Understanding ACID (Atomicity, Consistency, Isolation, Durability) behavior across services is critical for choosing the right storage:

Service	ACID Support	Scope	Notes
Cloud Spanner	Full ACID	Global, multi-region	Externally consistent (strongest guarantee)
Cloud SQL / AlloyDB	Full ACID	Single region	Traditional RDBMS transactions
Firestore	Full ACID	Multi-region	Transactions on up to 500 documents
BigQuery	ACID per DML	Per-table	Each DML statement is atomic. Multi-statement transactions supported.
Bigtable	Row-level atomic	Single row	No multi-row transactions. Designed for high throughput.
Cloud Storage	Object-level atomic	Single object	Strong global consistency for reads-after-writes

Exam Tip

If a scenario needs globally distributed ACID transactions, the answer is almost always Cloud Spanner. If it is a single-region transactional workload with PostgreSQL compatibility, think AlloyDB. BigQuery handles ACID at the DML statement level with support for multi-statement transactions using BEGIN TRANSACTION.

03

Flexibility and Portability

Multi-Cloud and Hybrid Strategies

GCP provides several approaches for multi-cloud and hybrid data processing:

BigQuery Omni

Query data in AWS S3 or Azure Blob Storage directly from BigQuery using cross-cloud connections. No data movement required.

Apache Beam Portability

Write pipelines once, run on Dataflow (GCP), Spark, or Flink. The Beam SDK abstracts the runner, enabling cloud portability.

Anthos / GKE Enterprise

Run containerized data workloads consistently across GCP, on-premises, and other clouds with Kubernetes.

Dataproc on GKE

Run Spark workloads on GKE clusters for Kubernetes-native scheduling, bin-packing, and multi-tenancy.

-- BigQuery Omni: Query S3 data from BigQuery
CREATE EXTERNAL TABLE `project.dataset.s3_sales`
WITH CONNECTION `aws-us-east-1.my-connection`
OPTIONS (
  format = 'PARQUET',
  uris = ['s3://my-bucket/sales/*.parquet']
);

SELECT region, SUM(revenue) AS total_revenue
FROM `project.dataset.s3_sales`
GROUP BY region
ORDER BY total_revenue DESC;

Data Governance with Dataplex

Dataplex provides a unified data fabric for organizing, managing, and governing data across data lakes, data warehouses, and data marts. Key concepts:

Lakes — Logical grouping of data representing a business domain
Zones — Subdivisions within a lake (raw zone, curated zone) with data format expectations
Assets — Mapped Cloud Storage buckets or BigQuery datasets
Data quality tasks — Automated quality checks defined in YAML
Auto-discovery — Automatically catalogs and classifies data assets

Key Concept

Dataplex does not move or copy data. It provides a governance layer on top of existing storage. Data stays in Cloud Storage or BigQuery; Dataplex adds metadata, access control, and quality checks as a virtual fabric.

• **Work to do**:
1. Retype the passage of the Google Cloud storage text from "Multi-Cloud and Hybrid Strategies" up to and including "enabling cloud portability.".
2. Answer these questions from the Google Cloud storage text:
(a) Up to how many documents can a Firestore transaction cover?
(b) On which runners can Apache Beam pipelines be run?
(c) Does Dataplex move or copy data?
The data after this text is not needed.

• **Data rows**:
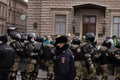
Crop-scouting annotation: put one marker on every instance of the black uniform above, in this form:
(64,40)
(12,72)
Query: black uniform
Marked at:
(64,64)
(7,54)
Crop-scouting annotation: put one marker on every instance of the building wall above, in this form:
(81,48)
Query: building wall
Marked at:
(3,14)
(43,12)
(16,8)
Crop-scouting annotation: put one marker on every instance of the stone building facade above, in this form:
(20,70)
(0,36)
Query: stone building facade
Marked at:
(3,16)
(77,17)
(10,15)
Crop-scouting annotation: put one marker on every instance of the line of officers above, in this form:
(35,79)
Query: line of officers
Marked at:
(90,59)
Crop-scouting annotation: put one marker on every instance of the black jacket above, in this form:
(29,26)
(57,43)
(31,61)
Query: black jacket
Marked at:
(7,55)
(64,64)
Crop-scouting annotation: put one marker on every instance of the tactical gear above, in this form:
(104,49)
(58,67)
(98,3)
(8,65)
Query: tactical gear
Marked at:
(30,36)
(76,41)
(32,50)
(90,37)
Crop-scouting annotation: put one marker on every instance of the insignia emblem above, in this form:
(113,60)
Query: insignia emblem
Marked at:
(63,59)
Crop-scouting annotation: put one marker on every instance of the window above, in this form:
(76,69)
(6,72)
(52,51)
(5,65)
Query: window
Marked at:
(116,25)
(60,24)
(89,24)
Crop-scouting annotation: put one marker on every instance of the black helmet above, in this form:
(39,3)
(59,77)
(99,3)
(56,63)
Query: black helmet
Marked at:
(31,35)
(16,36)
(39,39)
(23,37)
(76,40)
(90,37)
(107,43)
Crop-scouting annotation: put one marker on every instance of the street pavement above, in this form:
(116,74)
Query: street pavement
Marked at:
(42,75)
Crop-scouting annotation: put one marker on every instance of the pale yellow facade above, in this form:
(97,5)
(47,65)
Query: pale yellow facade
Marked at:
(43,13)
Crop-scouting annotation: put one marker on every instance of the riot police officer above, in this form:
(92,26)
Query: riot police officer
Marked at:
(88,50)
(101,59)
(64,60)
(16,44)
(32,49)
(117,62)
(7,55)
(75,47)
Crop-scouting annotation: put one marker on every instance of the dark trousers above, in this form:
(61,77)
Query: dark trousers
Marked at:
(4,76)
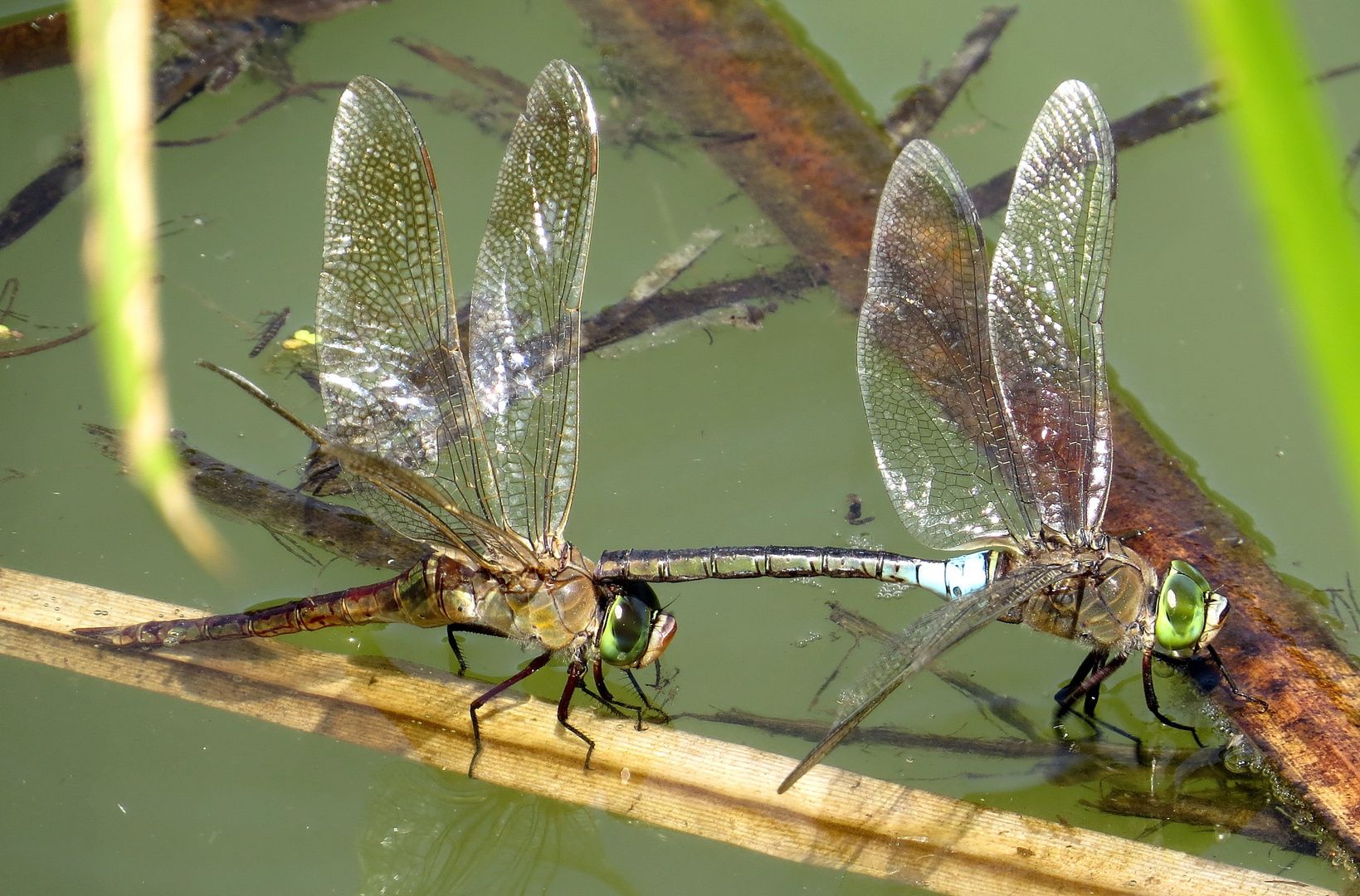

• **Solutions in order**:
1.
Multi-Cloud and Hybrid Strategies

GCP provides several approaches for multi-cloud and hybrid data processing:

BigQuery Omni

Query data in AWS S3 or Azure Blob Storage directly from BigQuery using cross-cloud connections. No data movement required.

Apache Beam Portability

Write pipelines once, run on Dataflow (GCP), Spark, or Flink. The Beam SDK abstracts the runner, enabling cloud portability.

2.
(a) Up to 500 documents.
(b) Dataflow (GCP), Spark, or Flink.
(c) No. It provides a governance layer on top of existing storage, and the data stays in Cloud Storage or BigQuery.